* [Page excerpt]:
※ ※ ※

Feature: Darbar Festival 2016 review

Jazz Travels Feature: We sent George Howlett along to this year's Darbar Music Festival, check out his incredible review here.

Published 3rd Oct 2016

In India, as in the West, it can be fashionable to lament the supposed decline of classical music. However it is hard to believe in the reality of this trend based on the evidence of a fortnight ago, as Darbar Festival took over the Southbank Centre for three full days. Despite being 5,000 miles away from the music’s homeland, hundreds packed out the Royal Festival Hall to hear some of India’s finest performers present the fruits of their lineage to both new and seasoned ears.

Young listeners who shy away from the Western classical world through a perception of stuffy or reserved formalism can expect none of this from Darbar. This is living music improvised for the exact time and place of performance, and can only be fully experienced as such. Many musicians did not choose which rāga would best suit the evening mood until taking stage after the previous performer, and audiences did not hesitate to loudly applaud feats of conceptual and technical virtuosity.

The program included bold new musical fusions. Cellist Matthew Barley led Friday’s premiere of Universal Notes, a experimental work blending Western classical forms with both of India’s distinct Classical traditions - Hindustani from the North, and Carnatic from the South. The project was the culmination of a year-long collaboration between Darbar’s organisers and the Philharmonia Orchestra, and featured composed string passages intertwined with powerful Indian rhythms and leads. The ensemble included strings, clarinet, violin, sitar, bansuri bamboo flute, Saraswati veena, and ghatam clay pot, and expertly balanced the unpredictability of Indian improvisation with sophisticated harmonic writing. The electrifying result married the best elements from Eastern and Western classical forms more adeptly than we have heard in any previous fusions of this kind.


Free morning yoga sessions and meditative dhrupad recitals allowed festival-goers to ease into each day, but much of the evening music was loud and direct, with all main performances reaching sonically dense and fierce heights. The lyrics of some khyal vocal recordings lead to them being marked with the “explicit” tag on the iTunes store, and there was certainly nothing polite about Aruna Saiam’s extraordinary vocal recreation of Lord Krishna’s mythical battle with Kaliya, the fearsome five-headed snake who boiled the waters of the Yamuna River around him as they fought. An all-male rhythm section of Dr. S Karthik’s ghatam and P.S. Kumar’s mridangam provided aggressive firepower for the all-female triple lead of Saiam’s voice, Jayanti Kumaresh’s veena, and Jyotsna Shrikanth’s sliding violin.

Much of the program was imbued with warmth and humour. The Sunday evening finale featured Amjad Ali Khan, a legendary maestro who represents a five centuries-old dynastic lineage, smiling as he apologised for filing his nails on stage, so as to better slide around his metal sarod fretboard. This informality provided a particular resonance for his stunning explorations of rāgas and folk songs, as he traded jagged grooves with the ‘kings of tabla’ duet of Kumar Bose and Anindo Chatterjee.

※ ※ ※

Which instruments does the festival review above list in the ensemble for the premiere of Universal Notes? List every one.

* [Supplied material]:
※ ※ ※

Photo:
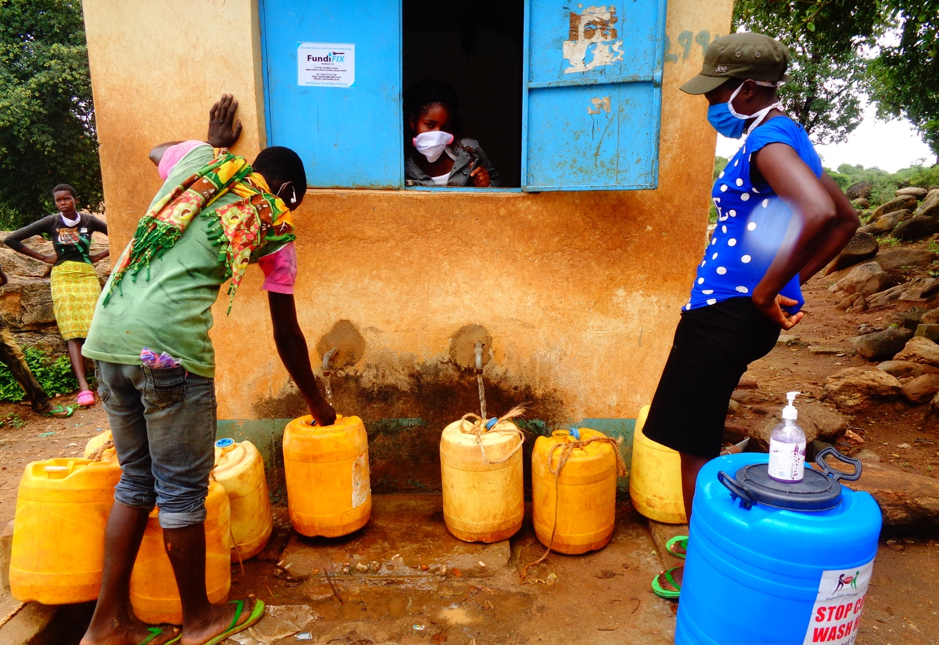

※ ※ ※

* [Answer for the task]:
- strings
- clarinet
- violin
- sitar
- bansuri bamboo flute
- Saraswati veena
- ghatam clay pot